- **Reading text**
####################

It just comes off as judgmental and moralistic bs.
1. Getting to ramen profitability with a team of 2 – 4 within six months to a year, AND
2. augmenting the human condition for a huge number of people in a meaningful way.
Well shit... if SV is a community of 2-4 person creating profitable products that augment the human condition every year...
"augment the human condition", "a huge number of people", and "a meaningful way" are really subjective and arguably VERY few people are doing things that meet those criteria.
those criteria aren't offensive, but the part that flips me was "it's not worth doing". Granted its 4 words in an otherwise insightful piece, but I have a problem with it when people tell others that their life's work is worthless.
People pursue all sorts of activities in their lives, personal and professional, that, by this metric aren't worth doing.
i'm aware, of course, that you've written opinionated pieces that narrowly define "startup" as well, so maybe all those things just aren't startups and don't apply.
but of course this (i believe false) line of reasoning then raises the question of what tiny business couldn't be considered to be potentially an augmenter of the "human condition for a huge number of people", doesn't it?
There's gems in there, but lots of bad, bad advice.
>"Assume the market is efficient and valuable ideas will be discovered by multiple teams nearly instantaneously."
That's just irresponsible and unrealistic advice.
Splitting stock evenly and governing yourself as a "final say" CEO seems a bit self-contradictory, to say nothing of whether or not you should be a "final say" CEO in a startup (debatable).
This is also deplorable:
Yeah, it's wonderful to "augment the human condition...", but don't be a condescending prick about it. Things are perfectly worth doing even if they don't impact a large number of people.

####################

[Data records]
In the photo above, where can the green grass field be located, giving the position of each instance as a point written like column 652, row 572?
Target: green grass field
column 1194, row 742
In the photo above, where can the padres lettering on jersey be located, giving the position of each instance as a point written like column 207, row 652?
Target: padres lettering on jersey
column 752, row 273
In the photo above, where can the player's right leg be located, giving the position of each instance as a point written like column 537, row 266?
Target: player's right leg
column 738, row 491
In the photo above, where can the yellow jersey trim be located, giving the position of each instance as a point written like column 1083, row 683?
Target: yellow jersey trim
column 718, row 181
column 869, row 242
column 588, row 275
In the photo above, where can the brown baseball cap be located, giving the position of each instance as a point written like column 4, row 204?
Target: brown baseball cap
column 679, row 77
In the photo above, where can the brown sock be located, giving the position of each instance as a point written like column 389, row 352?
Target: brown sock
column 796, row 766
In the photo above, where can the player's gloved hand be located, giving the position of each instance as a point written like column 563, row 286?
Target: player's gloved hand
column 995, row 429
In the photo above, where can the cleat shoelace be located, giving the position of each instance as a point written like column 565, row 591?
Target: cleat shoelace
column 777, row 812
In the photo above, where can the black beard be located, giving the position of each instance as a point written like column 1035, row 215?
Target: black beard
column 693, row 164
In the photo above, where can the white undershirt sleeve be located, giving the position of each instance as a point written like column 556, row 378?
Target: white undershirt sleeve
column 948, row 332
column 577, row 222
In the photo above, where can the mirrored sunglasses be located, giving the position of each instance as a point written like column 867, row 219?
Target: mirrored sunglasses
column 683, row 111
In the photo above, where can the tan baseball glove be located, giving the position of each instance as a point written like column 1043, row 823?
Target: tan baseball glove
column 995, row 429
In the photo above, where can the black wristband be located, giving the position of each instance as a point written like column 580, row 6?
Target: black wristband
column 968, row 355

####################

- **Task set**
1: Count the lines of the entries above that contain the string "baseball", treating case as significant, and reply with only that number.
2: Extend the comment thread criticizing the startup advice, beginning right after its final sentence.

- **Answers to the problems**
1: 4

2:
The trouble with this is, Slava inherently claims superiority to his audience when he declares (not suggest, declares) that things are not worth doing just because they aren't up to his self-defined standard of ambition.
Such a statement is not for him to make; it wouldn't sound right coming straight out of one of Paul Graham's essays, so on what authority does he get to make this statement?
However, that's a distinction you're making, gruesom. The OP doesn't say it's not worth doing as a startup, he says it's not worth doing in general. There's no qualifier. Had there been, I wouldn't take the same issue with it. This is something other commenters have pointed out down and upthread as well.
He did not. It's you who read that in and became indignant at it.
"There's no qualifier."
Certainly there is—the title of the post. Plus its whole context, which is obviously that of a classic Silicon Valley venture-funded startup.
Look at it this way. When people in this context say "You should go after a big market", do they mean that anyone going after a small market is an inferior person? Of course not. What they mean is that if you're going for a classic high-growth startup, you'll need a market big enough to support that. They're communicating a distilled lesson about startups, not the world in general. Same with Slava's post.